-- Provided material --
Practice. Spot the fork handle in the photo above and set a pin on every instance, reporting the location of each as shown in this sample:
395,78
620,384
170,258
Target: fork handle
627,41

-- Set exercise --
Every line of the records above needs to be given again exactly.

-- Output --
Practice. Spot the fork handle in the photo above and set a pin on every instance, reporting the location of each as shown in this sample:
395,78
620,384
170,258
Target: fork handle
627,41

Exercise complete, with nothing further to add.